§ **Text provided**:
____

Research Paper Volume 2, Issue 11 pp 823—842

Figure 8. STAT3 acts as a central mediator of cell metabolism through both HIF-1α-dependent and -independent mechanisms. Many oncogenic signals can trigger the constitutive activation of STAT3, either directly or indirectly. Activated STAT3 migrates into the nucleus, where it up-regulates HIF-1α expression and lowers the expression of mitochondrial mRNAs, either via direct or indirect mechanisms. HIF-1α induces the transcription of different genes involved in glycolysis; the glucose channel GLUT-1 enhances glucose intake; the kinase PDK-1 reduces the conversion of pyruvate into Acetyl-CoA, favouring its catabolism into lactate; other enzymes, such as ENO-1 or PFK-L, sustain glycolysis by improving glucose metabolism. Increased glycolysis results in enhanced lactate production, and allows the cell to maintain a high ATP/ADP ratio even in the presence of reduced mitochondrial respiration. All together, this results in enhanced proliferative potential. The decreased mitochondrial activity, insensitive to HIF-1α silencing, is instead predominantly caused by the down-regulation of nuclear-encoded mitochondrial genes and leads to reduced oxidative metabolism, which in turn prevents ROS over-production protecting the cell from senescence and apoptosis. The metabolic switch from oxidative phosphorylation to aerobic glycolysis, typical of most cancer cells, makes cells highly sensitive to glucose deprivation.

____

§ **Raw data**:
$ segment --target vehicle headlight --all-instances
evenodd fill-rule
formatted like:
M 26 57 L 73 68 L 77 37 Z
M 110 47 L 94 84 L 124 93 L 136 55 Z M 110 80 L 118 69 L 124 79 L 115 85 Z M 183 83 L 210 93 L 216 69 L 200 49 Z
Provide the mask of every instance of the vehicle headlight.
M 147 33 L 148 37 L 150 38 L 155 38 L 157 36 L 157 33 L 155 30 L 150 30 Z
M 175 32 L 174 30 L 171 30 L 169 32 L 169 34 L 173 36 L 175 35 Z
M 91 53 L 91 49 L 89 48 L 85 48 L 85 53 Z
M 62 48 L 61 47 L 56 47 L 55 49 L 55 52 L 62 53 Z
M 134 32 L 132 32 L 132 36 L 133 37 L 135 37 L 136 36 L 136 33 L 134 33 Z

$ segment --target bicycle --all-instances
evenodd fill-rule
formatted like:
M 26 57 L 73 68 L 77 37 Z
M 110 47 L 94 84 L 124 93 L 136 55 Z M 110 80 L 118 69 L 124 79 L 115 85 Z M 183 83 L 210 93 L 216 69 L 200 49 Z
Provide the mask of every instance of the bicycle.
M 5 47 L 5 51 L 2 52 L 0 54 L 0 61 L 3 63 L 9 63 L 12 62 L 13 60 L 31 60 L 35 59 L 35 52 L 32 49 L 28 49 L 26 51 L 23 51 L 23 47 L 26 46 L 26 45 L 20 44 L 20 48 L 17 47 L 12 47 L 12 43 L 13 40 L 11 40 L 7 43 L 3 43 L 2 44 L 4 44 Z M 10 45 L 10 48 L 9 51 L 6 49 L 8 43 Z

____

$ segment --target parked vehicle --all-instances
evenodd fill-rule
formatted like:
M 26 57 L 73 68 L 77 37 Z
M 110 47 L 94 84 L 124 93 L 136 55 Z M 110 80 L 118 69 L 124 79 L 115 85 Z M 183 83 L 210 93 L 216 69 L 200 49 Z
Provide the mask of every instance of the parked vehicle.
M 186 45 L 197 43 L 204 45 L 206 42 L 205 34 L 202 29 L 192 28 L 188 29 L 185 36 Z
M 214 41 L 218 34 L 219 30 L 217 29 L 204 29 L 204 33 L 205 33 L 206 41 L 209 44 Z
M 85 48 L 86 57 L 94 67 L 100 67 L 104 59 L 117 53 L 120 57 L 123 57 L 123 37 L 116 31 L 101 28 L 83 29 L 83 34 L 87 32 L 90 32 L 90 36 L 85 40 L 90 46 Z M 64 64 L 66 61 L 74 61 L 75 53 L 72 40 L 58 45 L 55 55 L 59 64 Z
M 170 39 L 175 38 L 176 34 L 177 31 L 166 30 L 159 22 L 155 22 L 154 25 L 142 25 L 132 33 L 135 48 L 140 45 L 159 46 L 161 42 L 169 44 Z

____

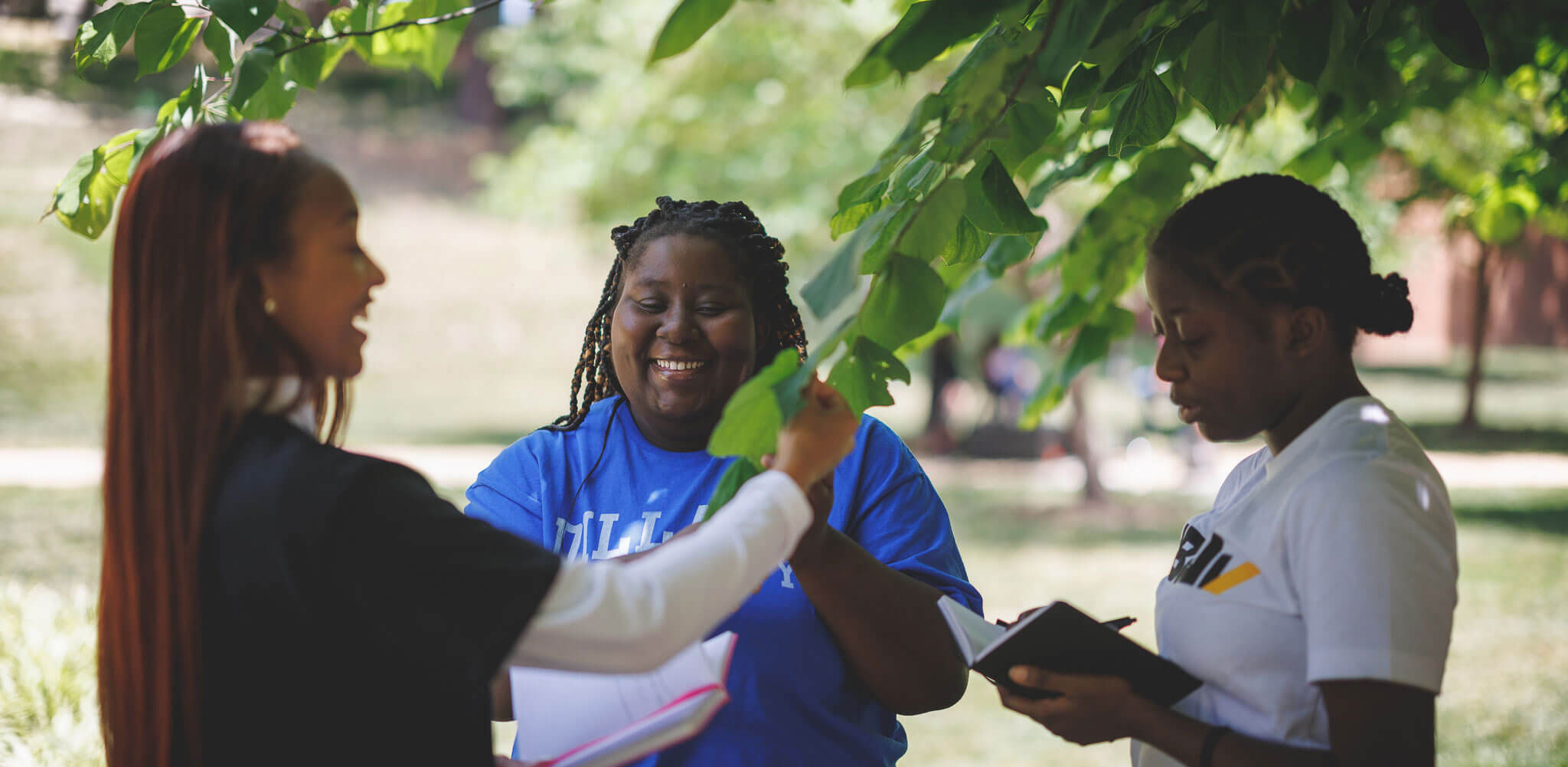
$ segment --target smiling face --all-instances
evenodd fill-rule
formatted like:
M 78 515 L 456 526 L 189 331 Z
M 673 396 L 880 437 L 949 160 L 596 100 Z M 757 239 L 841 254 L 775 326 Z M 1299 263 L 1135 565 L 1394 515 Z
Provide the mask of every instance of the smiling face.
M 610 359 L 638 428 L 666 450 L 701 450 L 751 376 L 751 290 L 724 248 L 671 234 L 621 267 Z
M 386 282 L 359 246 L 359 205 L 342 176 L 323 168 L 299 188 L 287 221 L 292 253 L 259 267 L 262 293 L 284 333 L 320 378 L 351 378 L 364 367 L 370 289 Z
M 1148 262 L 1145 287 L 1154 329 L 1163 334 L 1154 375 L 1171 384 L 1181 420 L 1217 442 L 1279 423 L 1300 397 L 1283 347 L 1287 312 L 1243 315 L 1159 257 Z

____

§ **What you should do**: Decide whether each statement agrees with the STAT3 figure caption, answering yes or no and quoting the caption's deciding words exactly: (a) PDK-1 increases the conversion of pyruvate into Acetyl-CoA; (b) the decreased mitochondrial activity is unaffected by silencing HIF-1α; (c) the shift to aerobic glycolysis makes cells highly sensitive to glucose deprivation.

§ **Exercise answer**:
(a) No: "the kinase PDK-1 reduces the conversion of pyruvate into Acetyl-CoA"
(b) Yes: "The decreased mitochondrial activity, insensitive to HIF-1α silencing"
(c) Yes: "makes cells highly sensitive to glucose deprivation"